(Stored items from a collection)
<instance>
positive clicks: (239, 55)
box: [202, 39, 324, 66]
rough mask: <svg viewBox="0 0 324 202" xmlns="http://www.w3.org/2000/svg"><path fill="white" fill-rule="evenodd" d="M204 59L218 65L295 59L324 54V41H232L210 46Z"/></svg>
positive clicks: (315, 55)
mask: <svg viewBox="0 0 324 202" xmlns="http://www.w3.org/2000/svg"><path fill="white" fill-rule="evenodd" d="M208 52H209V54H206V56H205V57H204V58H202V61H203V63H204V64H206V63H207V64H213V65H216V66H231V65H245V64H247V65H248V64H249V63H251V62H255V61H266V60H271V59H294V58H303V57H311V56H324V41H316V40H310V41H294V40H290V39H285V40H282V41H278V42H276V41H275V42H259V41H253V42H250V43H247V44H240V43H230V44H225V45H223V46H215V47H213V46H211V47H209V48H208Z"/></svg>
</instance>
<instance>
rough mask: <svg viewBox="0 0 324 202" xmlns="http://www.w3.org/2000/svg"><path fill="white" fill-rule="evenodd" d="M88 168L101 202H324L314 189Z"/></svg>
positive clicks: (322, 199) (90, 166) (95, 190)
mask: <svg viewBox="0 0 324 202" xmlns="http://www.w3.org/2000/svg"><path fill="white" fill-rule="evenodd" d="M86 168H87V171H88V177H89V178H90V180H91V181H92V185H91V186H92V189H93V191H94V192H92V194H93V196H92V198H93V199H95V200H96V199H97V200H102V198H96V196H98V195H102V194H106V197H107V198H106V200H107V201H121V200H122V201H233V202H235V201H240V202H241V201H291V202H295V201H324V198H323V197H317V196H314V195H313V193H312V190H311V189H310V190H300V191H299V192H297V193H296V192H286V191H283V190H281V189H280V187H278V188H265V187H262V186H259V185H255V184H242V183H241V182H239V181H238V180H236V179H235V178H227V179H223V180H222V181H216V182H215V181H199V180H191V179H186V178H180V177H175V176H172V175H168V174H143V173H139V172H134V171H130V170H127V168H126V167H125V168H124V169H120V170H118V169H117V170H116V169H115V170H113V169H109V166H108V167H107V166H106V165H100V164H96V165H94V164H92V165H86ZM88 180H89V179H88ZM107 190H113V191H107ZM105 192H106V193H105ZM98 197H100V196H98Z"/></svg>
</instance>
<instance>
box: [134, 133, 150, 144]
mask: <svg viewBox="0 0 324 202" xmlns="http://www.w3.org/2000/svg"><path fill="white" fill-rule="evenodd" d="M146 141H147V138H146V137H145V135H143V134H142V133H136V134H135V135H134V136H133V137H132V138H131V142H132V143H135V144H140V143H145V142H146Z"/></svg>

## [Assignment]
Return all of the above records exactly, leaving no line out.

## [Solved problem]
<instance>
positive clicks: (239, 55)
box: [202, 39, 324, 66]
rough mask: <svg viewBox="0 0 324 202" xmlns="http://www.w3.org/2000/svg"><path fill="white" fill-rule="evenodd" d="M204 59L218 65L295 59L324 54V41H232L210 46Z"/></svg>
positive clicks: (315, 55)
mask: <svg viewBox="0 0 324 202" xmlns="http://www.w3.org/2000/svg"><path fill="white" fill-rule="evenodd" d="M208 52H209V54H206V56H205V57H204V58H202V61H203V63H204V64H206V63H207V64H213V65H216V66H231V65H245V64H247V65H248V64H249V63H251V62H255V61H266V60H271V59H294V58H303V57H311V56H324V41H316V40H310V41H294V40H290V39H285V40H282V41H278V42H276V41H275V42H259V41H253V42H250V43H247V44H240V43H230V44H225V45H223V46H215V47H213V46H211V47H209V48H208Z"/></svg>
</instance>
<instance>
rough mask: <svg viewBox="0 0 324 202" xmlns="http://www.w3.org/2000/svg"><path fill="white" fill-rule="evenodd" d="M88 168L101 202H324L314 189Z"/></svg>
positive clicks: (322, 199) (90, 166) (95, 190)
mask: <svg viewBox="0 0 324 202" xmlns="http://www.w3.org/2000/svg"><path fill="white" fill-rule="evenodd" d="M86 168H87V171H88V177H89V178H90V180H91V181H92V185H91V186H92V189H93V191H94V192H92V194H93V196H92V198H93V199H95V200H96V199H97V200H102V198H96V196H98V195H102V194H106V197H107V198H106V200H107V201H121V200H122V201H233V202H235V201H240V202H241V201H291V202H295V201H324V198H323V197H317V196H314V195H313V193H312V190H311V189H310V190H300V191H299V192H297V193H296V192H286V191H283V190H281V189H280V187H278V188H265V187H262V186H259V185H255V184H242V183H241V182H239V181H238V180H236V179H235V178H227V179H223V180H222V181H216V182H215V181H199V180H191V179H186V178H180V177H175V176H172V175H168V174H143V173H139V172H134V171H130V170H127V168H126V167H125V168H124V169H120V170H118V169H117V170H116V169H115V170H113V169H109V166H108V167H107V166H106V165H100V164H96V165H94V164H92V165H86ZM88 180H89V179H88ZM107 190H113V191H107ZM105 192H106V193H105ZM98 197H100V196H98Z"/></svg>
</instance>
<instance>
box: [134, 133, 150, 144]
mask: <svg viewBox="0 0 324 202" xmlns="http://www.w3.org/2000/svg"><path fill="white" fill-rule="evenodd" d="M146 141H147V138H146V137H145V135H143V134H142V133H136V134H135V135H134V136H133V137H132V138H131V142H132V143H135V144H140V143H145V142H146Z"/></svg>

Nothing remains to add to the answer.